## The task
Copy the records below, from the line holding "segment: cheese rind" through the line holding "[[[162,66],[162,103],[180,105],[182,83],[178,69],[180,63]]]", inclusive, keeping each line unchanged. Omit the picture lines.

** Begin **

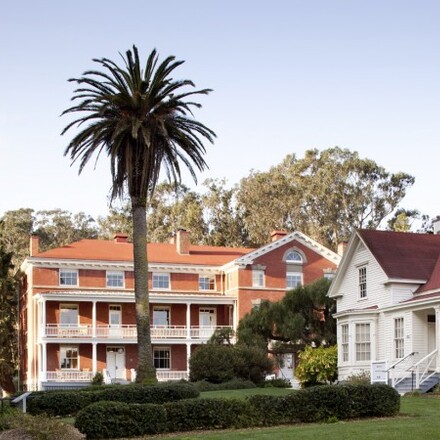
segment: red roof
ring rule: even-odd
[[[358,232],[389,278],[429,280],[440,268],[436,266],[440,235],[367,229]],[[436,287],[440,287],[440,274],[436,280]]]
[[[175,244],[148,243],[148,261],[151,263],[195,264],[222,266],[253,249],[216,246],[190,246],[189,255],[181,255]],[[80,240],[68,246],[40,252],[38,258],[69,260],[133,261],[133,244],[109,240]]]

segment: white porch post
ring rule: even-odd
[[[47,380],[47,343],[43,342],[41,344],[41,381],[46,382]]]
[[[440,372],[440,306],[435,310],[435,349],[437,350],[436,371]]]
[[[186,339],[191,339],[191,303],[186,303]]]
[[[92,372],[93,376],[97,373],[98,356],[97,356],[97,346],[96,342],[92,342]]]
[[[92,337],[96,338],[96,301],[92,303]]]
[[[43,298],[41,301],[41,336],[44,338],[46,336],[46,299]]]
[[[188,374],[189,379],[189,358],[191,357],[191,344],[188,342],[186,344],[186,372]]]

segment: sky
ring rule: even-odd
[[[143,59],[156,48],[185,60],[175,78],[214,90],[195,114],[217,134],[199,182],[233,185],[287,154],[339,146],[415,176],[401,205],[436,216],[439,20],[440,2],[425,0],[2,0],[0,216],[107,213],[108,160],[78,176],[60,115],[69,78],[133,44]]]

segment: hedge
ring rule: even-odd
[[[75,426],[87,438],[114,438],[393,416],[399,407],[399,394],[387,385],[328,385],[246,399],[188,399],[163,405],[98,402],[78,413]]]
[[[28,399],[30,414],[45,413],[50,416],[75,415],[86,406],[100,401],[161,404],[198,397],[199,391],[188,382],[157,385],[119,385],[101,390],[87,388],[77,391],[51,391],[31,394]]]

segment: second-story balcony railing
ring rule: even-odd
[[[161,325],[151,326],[151,339],[209,339],[216,329],[231,328],[221,326]],[[97,325],[95,329],[88,324],[47,324],[45,336],[48,338],[99,338],[127,339],[137,338],[136,325]]]

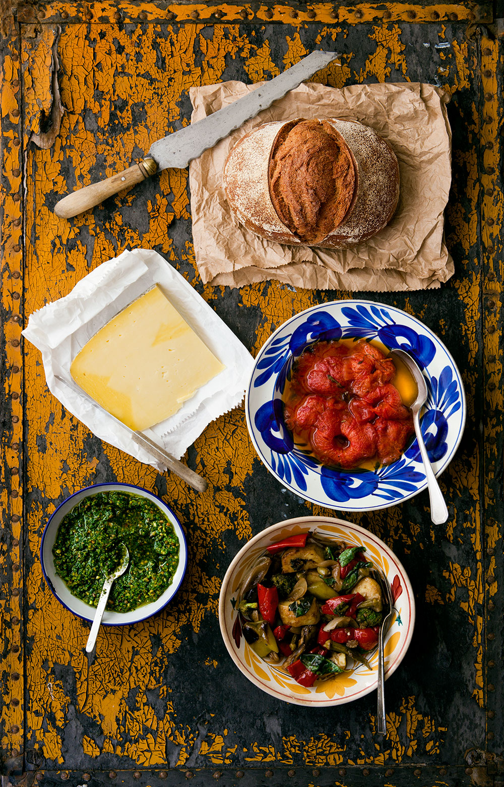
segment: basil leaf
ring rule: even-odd
[[[343,672],[340,667],[335,664],[330,659],[321,656],[320,653],[304,653],[300,656],[300,661],[311,672],[315,672],[316,675],[329,675],[332,672],[335,674]]]
[[[352,546],[348,549],[344,549],[340,556],[338,557],[338,562],[341,567],[344,566],[348,566],[351,560],[355,557],[358,552],[366,552],[365,546]]]
[[[302,615],[306,615],[310,611],[312,600],[313,596],[307,593],[303,598],[300,598],[297,601],[292,601],[292,604],[289,604],[289,608],[291,612],[294,613],[296,618],[300,618]]]
[[[341,590],[349,590],[351,587],[353,587],[359,579],[359,568],[370,568],[372,565],[372,563],[364,563],[362,560],[359,560],[359,563],[354,566],[352,570],[347,574],[346,577],[343,580]]]

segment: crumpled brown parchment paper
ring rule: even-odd
[[[242,82],[193,87],[191,122],[246,95]],[[371,126],[392,145],[400,172],[395,215],[384,229],[352,249],[282,246],[245,229],[223,185],[234,144],[256,126],[296,117],[338,117]],[[295,287],[378,292],[439,287],[454,273],[443,212],[451,182],[451,133],[444,93],[420,83],[302,84],[191,162],[194,250],[204,283],[238,287],[274,279]]]

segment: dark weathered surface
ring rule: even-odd
[[[148,16],[154,13],[153,9],[158,16],[165,13],[154,6],[145,7]],[[23,769],[46,770],[47,784],[59,783],[57,769],[75,771],[68,780],[72,785],[86,781],[83,772],[97,784],[131,783],[131,773],[124,769],[138,767],[156,769],[156,774],[141,774],[138,780],[154,785],[164,783],[159,770],[168,767],[177,769],[169,774],[172,785],[186,781],[180,770],[184,767],[204,769],[194,770],[194,784],[206,783],[219,768],[224,775],[218,783],[225,785],[274,785],[292,779],[293,784],[321,787],[335,781],[454,785],[471,783],[471,774],[465,771],[469,766],[477,769],[473,775],[479,783],[486,783],[491,778],[487,768],[500,767],[502,740],[498,661],[502,630],[499,604],[493,606],[492,600],[504,581],[498,43],[486,38],[469,42],[466,21],[447,18],[443,6],[436,6],[442,21],[422,24],[408,20],[407,10],[399,6],[390,6],[395,16],[384,21],[375,9],[362,6],[362,17],[354,24],[346,17],[331,20],[332,6],[317,6],[318,20],[292,24],[281,22],[286,15],[279,13],[278,20],[268,22],[263,16],[238,24],[235,9],[231,18],[237,21],[197,24],[189,16],[193,6],[182,7],[183,18],[189,20],[183,24],[142,20],[134,6],[125,6],[118,20],[105,4],[101,13],[97,6],[90,8],[94,16],[89,22],[82,21],[82,9],[54,5],[47,9],[46,17],[61,24],[60,86],[66,108],[52,149],[41,150],[28,142],[31,131],[44,130],[41,110],[48,114],[50,108],[56,35],[52,22],[35,30],[35,37],[29,24],[20,25],[22,95],[13,93],[6,98],[4,86],[4,183],[9,194],[17,190],[22,194],[24,206],[25,313],[66,294],[89,269],[126,246],[138,245],[155,248],[184,273],[253,354],[295,312],[321,301],[359,294],[296,292],[274,282],[234,290],[204,286],[191,246],[186,172],[163,173],[71,222],[51,212],[67,188],[111,174],[131,157],[139,157],[148,149],[149,139],[181,127],[190,114],[187,91],[192,84],[268,78],[315,46],[337,48],[344,57],[337,86],[424,80],[453,94],[449,114],[454,187],[447,242],[455,260],[455,275],[436,291],[364,297],[406,309],[441,337],[462,373],[468,423],[458,455],[441,481],[450,508],[446,526],[431,524],[426,493],[402,507],[352,517],[396,552],[410,577],[418,605],[412,645],[387,683],[388,737],[382,741],[374,734],[373,694],[337,711],[308,714],[279,705],[252,687],[225,650],[216,604],[220,581],[233,556],[246,538],[269,524],[326,512],[295,497],[267,473],[248,440],[243,409],[210,425],[189,449],[189,465],[204,471],[211,484],[210,493],[198,497],[172,477],[156,475],[90,435],[49,394],[39,353],[27,344],[20,476],[26,486],[24,666],[22,652],[7,654],[9,634],[2,667],[6,702],[13,685],[9,676],[16,670],[20,678],[15,688],[24,684],[25,701],[24,708],[6,704],[4,708],[6,756],[13,749],[24,752],[18,774]],[[65,9],[66,20],[60,15]],[[420,6],[417,11],[418,18],[427,13]],[[125,21],[128,19],[132,20]],[[436,49],[440,42],[450,46]],[[9,58],[7,51],[7,85],[13,78],[9,69],[15,68]],[[11,109],[17,102],[24,122],[26,191],[20,177],[13,179],[9,175],[18,150],[12,145],[19,120]],[[20,212],[20,202],[9,203],[7,197],[4,226],[9,231],[13,231],[16,210]],[[171,212],[175,219],[168,227],[167,215]],[[19,236],[20,229],[17,232]],[[19,312],[19,301],[13,301],[9,293],[13,286],[20,291],[20,280],[12,278],[20,254],[12,251],[14,235],[5,237],[3,309],[9,316]],[[12,331],[13,337],[18,336],[18,323],[5,326],[6,334]],[[10,341],[10,334],[5,338]],[[13,377],[10,368],[19,348],[6,345],[5,341],[2,346],[3,379],[17,392],[19,377]],[[20,400],[9,400],[3,415],[6,526],[8,506],[13,511],[18,504],[9,494],[13,486],[17,488],[17,480],[9,475],[9,468],[16,463],[7,446],[20,438],[20,422],[12,423],[19,405]],[[115,478],[138,483],[165,497],[186,527],[191,562],[182,590],[169,610],[136,626],[101,634],[98,657],[88,668],[84,655],[88,626],[50,595],[38,549],[46,519],[59,501],[88,483]],[[9,545],[11,556],[17,549]],[[3,603],[6,621],[10,621],[6,625],[19,640],[14,632],[20,627],[13,623],[17,600],[8,596],[13,576],[8,560],[4,567]],[[14,572],[15,582],[18,575]],[[488,638],[491,634],[495,637]],[[489,666],[491,660],[495,667]],[[22,699],[22,693],[16,691]],[[488,718],[488,711],[495,715]],[[277,766],[281,768],[278,773]],[[301,770],[303,766],[309,770]],[[439,770],[443,766],[446,774]],[[285,775],[289,767],[294,767],[294,776]],[[101,773],[120,767],[123,771],[112,781]],[[261,770],[237,781],[237,768],[252,767]],[[366,767],[372,769],[369,776],[362,774]],[[412,774],[416,767],[421,768],[420,774]],[[274,776],[266,775],[268,768]],[[314,774],[314,768],[322,768],[321,774]],[[346,774],[340,768],[346,768]],[[385,772],[390,768],[393,774]]]

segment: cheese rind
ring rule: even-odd
[[[156,285],[90,339],[70,373],[101,407],[142,431],[177,412],[224,368]]]

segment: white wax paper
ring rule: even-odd
[[[132,301],[159,284],[170,301],[226,368],[170,418],[145,434],[180,459],[215,418],[238,405],[254,360],[232,331],[188,282],[155,251],[124,251],[84,276],[65,297],[35,312],[23,331],[42,353],[50,390],[100,438],[156,470],[156,462],[107,412],[55,375],[72,382],[70,364],[84,345]],[[74,383],[75,385],[75,383]]]

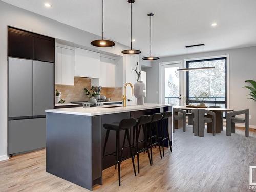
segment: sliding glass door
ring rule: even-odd
[[[203,102],[207,106],[227,107],[226,57],[186,62],[188,68],[210,66],[215,69],[187,72],[187,104]]]
[[[162,66],[162,103],[180,105],[182,83],[178,69],[180,63]]]

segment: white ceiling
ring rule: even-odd
[[[101,35],[101,0],[4,0],[25,9]],[[52,5],[47,8],[44,3]],[[130,4],[105,0],[106,38],[130,45]],[[152,12],[153,55],[166,56],[256,45],[255,0],[135,0],[135,48],[149,53]],[[218,25],[212,27],[211,24]],[[92,40],[94,39],[92,39]],[[186,45],[204,43],[191,49]]]

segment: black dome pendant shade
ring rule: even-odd
[[[122,53],[128,55],[135,55],[140,54],[141,51],[137,49],[133,49],[132,43],[132,4],[135,2],[135,0],[128,0],[128,3],[131,4],[131,49],[126,49],[122,51]]]
[[[104,39],[104,0],[102,0],[102,39],[94,40],[91,42],[91,44],[94,46],[101,47],[113,47],[116,45],[113,41]]]
[[[159,59],[159,57],[152,57],[151,56],[151,17],[154,16],[154,14],[153,13],[148,13],[147,16],[150,17],[150,57],[145,57],[142,58],[143,60],[158,60]]]

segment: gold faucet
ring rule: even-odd
[[[133,86],[130,82],[125,83],[123,88],[123,106],[126,106],[126,87],[127,86],[130,86],[132,88],[132,95],[133,95]]]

** End **

## Task response
segment: cheese rind
ring rule: even-odd
[[[156,285],[90,339],[70,373],[101,407],[142,431],[177,412],[224,368]]]

segment: white wax paper
ring rule: even-odd
[[[132,301],[159,284],[170,301],[226,368],[170,418],[145,434],[180,459],[215,418],[238,405],[254,360],[232,331],[188,282],[155,251],[124,251],[84,276],[65,297],[35,312],[23,331],[42,353],[50,390],[100,438],[156,470],[156,462],[107,412],[55,375],[72,382],[70,364],[84,345]],[[74,383],[75,385],[75,383]]]

segment: sliding glass door
ring rule: even-odd
[[[203,102],[207,106],[227,107],[226,57],[186,62],[188,68],[210,66],[215,69],[187,72],[187,104]]]
[[[162,66],[162,103],[180,105],[182,83],[178,69],[180,63]]]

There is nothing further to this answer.